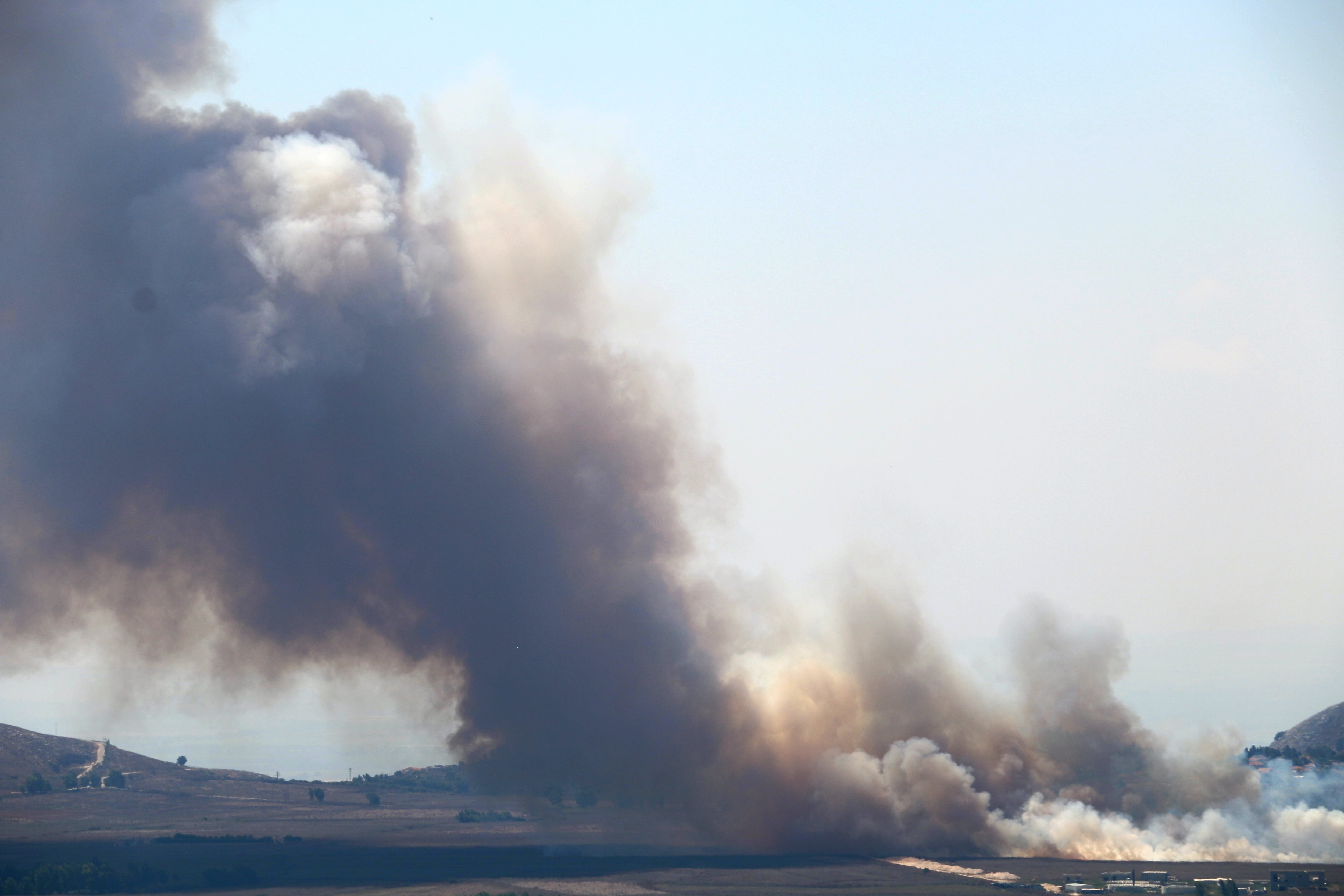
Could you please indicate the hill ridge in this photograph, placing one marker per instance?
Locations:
(1324, 729)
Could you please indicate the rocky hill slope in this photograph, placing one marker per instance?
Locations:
(1324, 729)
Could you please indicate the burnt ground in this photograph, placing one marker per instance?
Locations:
(413, 845)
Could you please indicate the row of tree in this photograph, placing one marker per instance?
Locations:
(35, 784)
(1320, 754)
(88, 878)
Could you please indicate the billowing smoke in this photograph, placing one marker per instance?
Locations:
(268, 402)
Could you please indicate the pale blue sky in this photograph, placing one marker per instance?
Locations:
(1037, 297)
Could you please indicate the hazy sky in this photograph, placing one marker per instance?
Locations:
(1041, 299)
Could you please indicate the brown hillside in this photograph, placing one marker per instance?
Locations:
(1323, 730)
(23, 753)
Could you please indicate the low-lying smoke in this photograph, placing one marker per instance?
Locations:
(269, 402)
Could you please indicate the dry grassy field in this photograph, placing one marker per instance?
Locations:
(416, 844)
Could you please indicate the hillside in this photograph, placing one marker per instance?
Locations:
(1324, 729)
(23, 753)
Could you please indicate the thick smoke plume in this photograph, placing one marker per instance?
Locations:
(269, 402)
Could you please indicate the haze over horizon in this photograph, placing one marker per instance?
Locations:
(287, 413)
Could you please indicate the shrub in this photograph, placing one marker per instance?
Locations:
(35, 784)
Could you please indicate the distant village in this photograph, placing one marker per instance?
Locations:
(1319, 758)
(1162, 882)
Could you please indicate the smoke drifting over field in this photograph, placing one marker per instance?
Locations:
(271, 404)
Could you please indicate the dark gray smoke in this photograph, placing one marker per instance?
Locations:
(271, 404)
(241, 381)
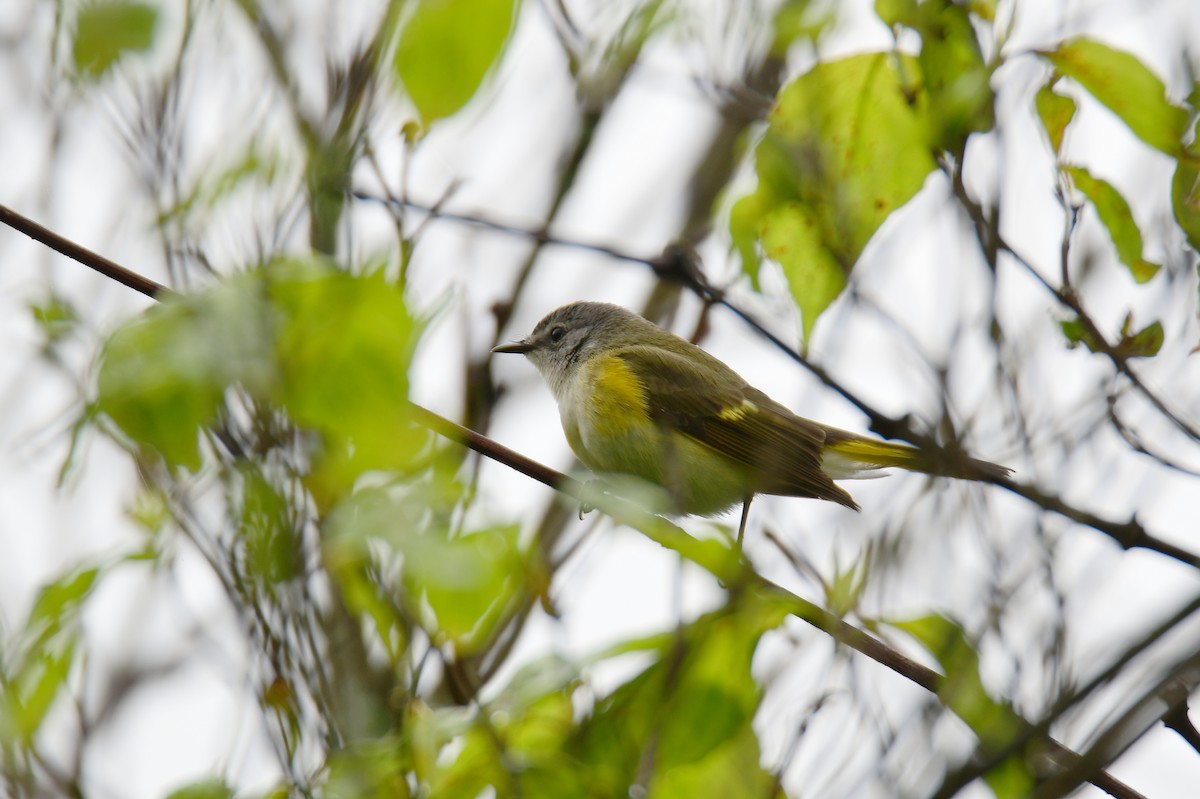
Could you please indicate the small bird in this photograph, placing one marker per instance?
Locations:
(639, 401)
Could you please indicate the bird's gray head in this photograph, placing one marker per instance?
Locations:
(573, 334)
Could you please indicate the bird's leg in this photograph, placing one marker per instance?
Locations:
(745, 515)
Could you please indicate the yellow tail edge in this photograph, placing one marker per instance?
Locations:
(868, 454)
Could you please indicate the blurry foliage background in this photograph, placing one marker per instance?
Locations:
(235, 560)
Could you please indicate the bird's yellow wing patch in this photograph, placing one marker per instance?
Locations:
(618, 398)
(702, 398)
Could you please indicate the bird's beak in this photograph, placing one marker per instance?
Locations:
(520, 347)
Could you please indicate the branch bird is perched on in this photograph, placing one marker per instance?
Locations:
(637, 400)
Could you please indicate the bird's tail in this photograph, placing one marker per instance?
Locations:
(846, 456)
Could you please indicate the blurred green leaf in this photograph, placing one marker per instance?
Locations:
(459, 586)
(846, 145)
(342, 359)
(1123, 84)
(36, 684)
(333, 349)
(1144, 343)
(105, 31)
(209, 788)
(694, 706)
(1056, 112)
(995, 724)
(369, 768)
(163, 376)
(271, 550)
(1117, 218)
(1078, 332)
(955, 76)
(447, 48)
(1186, 193)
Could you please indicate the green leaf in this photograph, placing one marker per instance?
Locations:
(369, 768)
(163, 376)
(447, 48)
(209, 788)
(1186, 194)
(1078, 332)
(61, 599)
(1117, 217)
(957, 78)
(1128, 89)
(846, 145)
(37, 684)
(331, 349)
(694, 706)
(995, 724)
(268, 533)
(1056, 112)
(105, 31)
(341, 355)
(1144, 343)
(461, 587)
(791, 236)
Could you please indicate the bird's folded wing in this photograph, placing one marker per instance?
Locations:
(712, 404)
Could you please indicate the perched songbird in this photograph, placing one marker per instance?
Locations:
(636, 400)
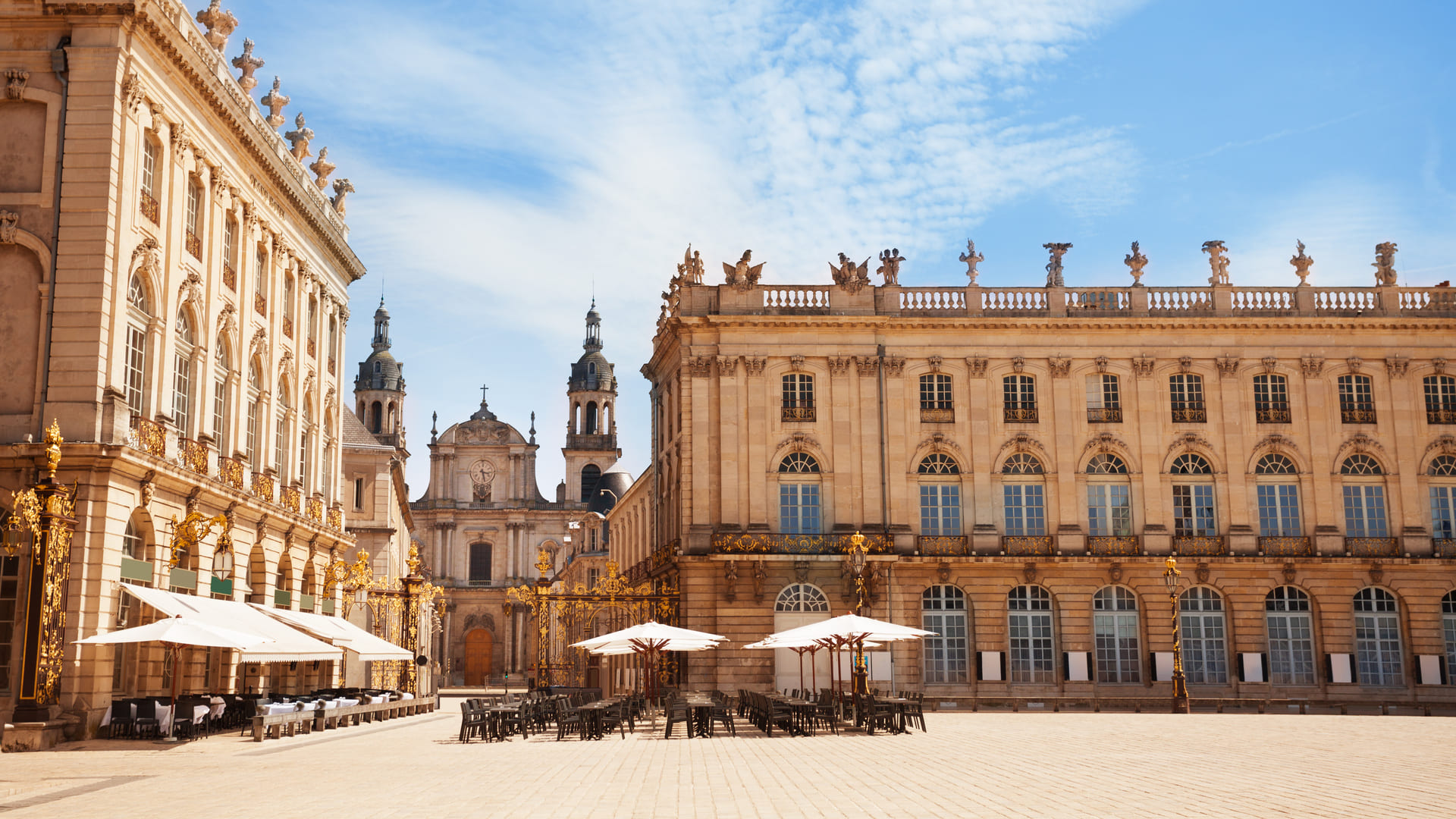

TASK BRIEF> Turn the lines above into a JSON list of strings, one string per line, with blank lines and the pictures left out.

RESPONSE>
[
  "Could you please indicate the hill ridge in this photograph, placing one marker per instance?",
  "Locations:",
  "(1324, 729)",
  "Could you please indicate the rocky hill slope in this photograph, placing one marker per instance?",
  "Locations:",
  "(1324, 729)",
  "Could you please indicate the burnt ground in this photograph, placing one marker per instance?",
  "Locations:",
  "(413, 845)",
  "Could you please indicate the row of tree in this photograph, placing one marker per instance?",
  "Locations:",
  "(35, 784)",
  "(1320, 754)",
  "(88, 878)",
  "Could you please indicate the billowing smoke in this photograph, placing one marker per instance?",
  "Locations:",
  "(268, 402)",
  "Could you please indicate the pale blue sky in this photograph, placing one marker per instance?",
  "Locations:",
  "(1037, 297)",
  "Could you please indicate the hazy sky in this photograph, placing one marker per instance?",
  "Locations:",
  "(1041, 299)",
  "Could you please indicate the brown hillside in this photograph, placing one marker per instance?",
  "Locations:",
  "(1323, 730)",
  "(23, 753)",
  "Could you please indicate the low-lying smoke in this photograph, placing one marker per instance?",
  "Locations:",
  "(269, 402)",
  "Could you please indicate the dry grassy field in this photograph, placing one marker per instance?",
  "Locations:",
  "(416, 844)",
  "Could you please indicate the hillside in this photograph, placing one marker per instance?",
  "Locations:",
  "(1324, 729)",
  "(23, 753)",
  "Could you please indicate the thick smoke plume in this photograph, placing one marker per instance?",
  "Locations:",
  "(269, 402)",
  "Could you please indicate the haze over horizon in this photograph, placing one marker per instance?",
  "Locations:",
  "(287, 413)",
  "Could you please indicate the shrub in this photograph, placing one marker per instance?",
  "Locations:",
  "(35, 784)",
  "Could you please indicate the distant village in this photograph, placing one marker per instance?",
  "Locations:",
  "(1319, 758)",
  "(1162, 882)",
  "Could you please indicate the smoke drifting over field in this photograph, placing one marker per instance?",
  "Locations:",
  "(271, 404)",
  "Could you please indicate the dark gray smoke in this photograph, placing one marker per instance?",
  "Locations:",
  "(271, 404)",
  "(241, 381)",
  "Could you please indicate the small bird in this photograph, placing one marker per instance?",
  "Locations:",
  "(639, 401)",
  "Could you please indicate the bird's gray head in this photograph, placing one marker per instance?",
  "Locations:",
  "(573, 334)",
  "Could you please indicate the bird's leg in this photograph, placing one marker per instance?",
  "Locations:",
  "(745, 515)",
  "Could you please indicate the yellow tail edge in this photograph, placing one marker per instance?",
  "Locations:",
  "(868, 454)",
  "Could you please indicate the blurry foliage background in this photograph, placing one marker per instance?",
  "Locations:",
  "(235, 560)",
  "Could you please indicate the bird's yellow wing patch in this photograph, placing one marker per instance?",
  "Locations:",
  "(618, 398)",
  "(702, 398)",
  "Could you please indicate the bird's beak in this photograph, placing one marker per instance?",
  "Locations:",
  "(520, 347)",
  "Could you please indicate the branch bird is perched on in this photograph, placing one marker per instance?",
  "Locations:",
  "(637, 400)",
  "Could you please indicate the bird's tail in this photograph, placing one marker per instance?",
  "Locations:",
  "(846, 456)",
  "Could you please indicate the blurred green leaf in this photograph, placing one marker per instance?",
  "Locations:",
  "(459, 586)",
  "(846, 145)",
  "(342, 359)",
  "(1123, 84)",
  "(36, 684)",
  "(333, 349)",
  "(1144, 343)",
  "(105, 31)",
  "(209, 788)",
  "(694, 706)",
  "(1056, 112)",
  "(995, 724)",
  "(369, 768)",
  "(163, 376)",
  "(271, 550)",
  "(1117, 218)",
  "(1078, 332)",
  "(955, 76)",
  "(447, 48)",
  "(1186, 193)",
  "Could you please indicate the green leaf in this photograph, placing one marker per instance?",
  "Locations:",
  "(369, 768)",
  "(163, 376)",
  "(447, 48)",
  "(209, 788)",
  "(1186, 194)",
  "(1078, 332)",
  "(61, 599)",
  "(1117, 217)",
  "(957, 78)",
  "(1128, 89)",
  "(846, 145)",
  "(37, 684)",
  "(331, 349)",
  "(694, 706)",
  "(995, 724)",
  "(268, 533)",
  "(1056, 112)",
  "(105, 31)",
  "(341, 355)",
  "(1144, 343)",
  "(461, 587)",
  "(791, 236)",
  "Could you please indicate the bird's folded wing in this photograph, placing one marker per instance?",
  "Locations:",
  "(712, 404)",
  "Could you please indicate the perched songbird in this photograph, placing one marker per instance?",
  "Locations:",
  "(636, 400)"
]